DATASET ENTRIES —
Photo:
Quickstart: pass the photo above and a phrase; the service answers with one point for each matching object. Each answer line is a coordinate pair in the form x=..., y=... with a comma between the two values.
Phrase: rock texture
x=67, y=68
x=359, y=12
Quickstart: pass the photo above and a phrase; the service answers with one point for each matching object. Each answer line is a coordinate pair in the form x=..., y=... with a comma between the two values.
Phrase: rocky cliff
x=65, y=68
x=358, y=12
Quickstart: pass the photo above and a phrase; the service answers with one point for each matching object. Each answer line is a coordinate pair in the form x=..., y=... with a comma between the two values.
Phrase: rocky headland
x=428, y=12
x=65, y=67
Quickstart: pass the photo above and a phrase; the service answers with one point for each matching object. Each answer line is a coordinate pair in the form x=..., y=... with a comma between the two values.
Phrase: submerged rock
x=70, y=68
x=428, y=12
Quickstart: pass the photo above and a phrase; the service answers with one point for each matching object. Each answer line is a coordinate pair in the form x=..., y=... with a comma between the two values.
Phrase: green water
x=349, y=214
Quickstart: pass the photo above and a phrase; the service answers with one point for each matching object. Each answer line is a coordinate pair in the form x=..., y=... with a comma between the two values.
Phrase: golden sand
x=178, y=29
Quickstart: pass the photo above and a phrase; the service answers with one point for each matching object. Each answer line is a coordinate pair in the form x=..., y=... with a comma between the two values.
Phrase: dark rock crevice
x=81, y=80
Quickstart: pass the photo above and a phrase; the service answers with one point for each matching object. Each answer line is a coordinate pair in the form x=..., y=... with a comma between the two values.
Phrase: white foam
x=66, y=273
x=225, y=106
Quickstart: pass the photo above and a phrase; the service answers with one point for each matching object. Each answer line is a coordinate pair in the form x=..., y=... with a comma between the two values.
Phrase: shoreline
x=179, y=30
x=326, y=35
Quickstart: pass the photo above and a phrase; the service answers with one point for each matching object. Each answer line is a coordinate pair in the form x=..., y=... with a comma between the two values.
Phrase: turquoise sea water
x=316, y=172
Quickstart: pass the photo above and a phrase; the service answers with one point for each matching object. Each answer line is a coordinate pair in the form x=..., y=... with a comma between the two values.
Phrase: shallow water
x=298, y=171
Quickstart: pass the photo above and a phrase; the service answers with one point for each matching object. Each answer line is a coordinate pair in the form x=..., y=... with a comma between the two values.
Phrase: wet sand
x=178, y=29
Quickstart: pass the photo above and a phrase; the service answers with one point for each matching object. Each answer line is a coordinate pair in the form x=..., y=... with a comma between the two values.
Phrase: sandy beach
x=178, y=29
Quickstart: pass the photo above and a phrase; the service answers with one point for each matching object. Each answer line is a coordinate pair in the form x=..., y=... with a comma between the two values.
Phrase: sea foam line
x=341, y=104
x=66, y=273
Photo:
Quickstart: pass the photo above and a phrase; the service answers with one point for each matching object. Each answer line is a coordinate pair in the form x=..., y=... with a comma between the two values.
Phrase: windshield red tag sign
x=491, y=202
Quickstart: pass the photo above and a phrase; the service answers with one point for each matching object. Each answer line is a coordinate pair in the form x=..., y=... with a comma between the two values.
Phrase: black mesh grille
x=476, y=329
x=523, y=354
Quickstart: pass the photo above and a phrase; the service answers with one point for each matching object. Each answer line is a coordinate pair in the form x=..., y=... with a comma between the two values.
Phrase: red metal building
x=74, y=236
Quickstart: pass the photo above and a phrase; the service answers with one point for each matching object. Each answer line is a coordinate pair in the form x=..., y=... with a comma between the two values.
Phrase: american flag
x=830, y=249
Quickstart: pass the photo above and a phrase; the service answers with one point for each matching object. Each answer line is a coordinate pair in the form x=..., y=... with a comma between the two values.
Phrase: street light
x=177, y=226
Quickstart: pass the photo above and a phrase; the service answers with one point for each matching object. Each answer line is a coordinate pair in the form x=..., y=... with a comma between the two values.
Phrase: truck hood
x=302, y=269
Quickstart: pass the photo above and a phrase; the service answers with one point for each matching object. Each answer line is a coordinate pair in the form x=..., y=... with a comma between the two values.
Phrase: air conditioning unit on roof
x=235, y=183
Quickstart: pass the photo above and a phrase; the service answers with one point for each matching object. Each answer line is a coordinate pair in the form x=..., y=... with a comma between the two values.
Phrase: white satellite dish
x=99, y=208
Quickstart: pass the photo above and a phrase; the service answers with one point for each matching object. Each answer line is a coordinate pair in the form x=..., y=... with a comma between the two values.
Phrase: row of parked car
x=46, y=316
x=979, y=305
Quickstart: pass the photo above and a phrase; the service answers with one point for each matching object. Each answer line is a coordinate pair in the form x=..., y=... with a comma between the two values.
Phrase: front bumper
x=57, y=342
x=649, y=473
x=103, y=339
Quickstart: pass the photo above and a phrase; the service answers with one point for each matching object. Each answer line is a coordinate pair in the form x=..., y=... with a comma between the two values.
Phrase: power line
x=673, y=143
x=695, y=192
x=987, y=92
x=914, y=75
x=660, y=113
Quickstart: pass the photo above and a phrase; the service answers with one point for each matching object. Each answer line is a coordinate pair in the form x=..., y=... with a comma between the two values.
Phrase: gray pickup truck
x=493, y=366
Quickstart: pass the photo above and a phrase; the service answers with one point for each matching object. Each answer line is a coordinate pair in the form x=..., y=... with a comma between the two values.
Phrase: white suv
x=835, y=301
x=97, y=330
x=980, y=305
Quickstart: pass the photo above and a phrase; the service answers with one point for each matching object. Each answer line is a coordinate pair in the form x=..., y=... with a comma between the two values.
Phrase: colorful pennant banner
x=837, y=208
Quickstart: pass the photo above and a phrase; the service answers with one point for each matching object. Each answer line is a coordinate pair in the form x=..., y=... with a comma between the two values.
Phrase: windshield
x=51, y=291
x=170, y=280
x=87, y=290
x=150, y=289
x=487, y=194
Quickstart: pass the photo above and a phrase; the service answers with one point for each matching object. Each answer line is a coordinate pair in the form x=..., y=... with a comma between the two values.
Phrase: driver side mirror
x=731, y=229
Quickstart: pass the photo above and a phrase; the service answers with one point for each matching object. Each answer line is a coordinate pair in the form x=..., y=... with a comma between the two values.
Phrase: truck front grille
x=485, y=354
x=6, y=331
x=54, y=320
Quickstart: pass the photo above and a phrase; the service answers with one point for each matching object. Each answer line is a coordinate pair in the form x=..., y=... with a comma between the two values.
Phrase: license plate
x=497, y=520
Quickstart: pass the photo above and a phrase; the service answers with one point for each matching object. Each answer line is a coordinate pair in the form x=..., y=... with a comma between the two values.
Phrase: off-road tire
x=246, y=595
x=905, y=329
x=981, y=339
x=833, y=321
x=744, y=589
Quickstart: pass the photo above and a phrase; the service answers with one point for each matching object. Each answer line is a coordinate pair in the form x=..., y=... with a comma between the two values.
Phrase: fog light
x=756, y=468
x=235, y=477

EXERCISE —
List every line of the data above that contains the word "white".

TASK RESPONSE —
Phrase: white foam
Phrase: white satellite dish
Phrase: white suv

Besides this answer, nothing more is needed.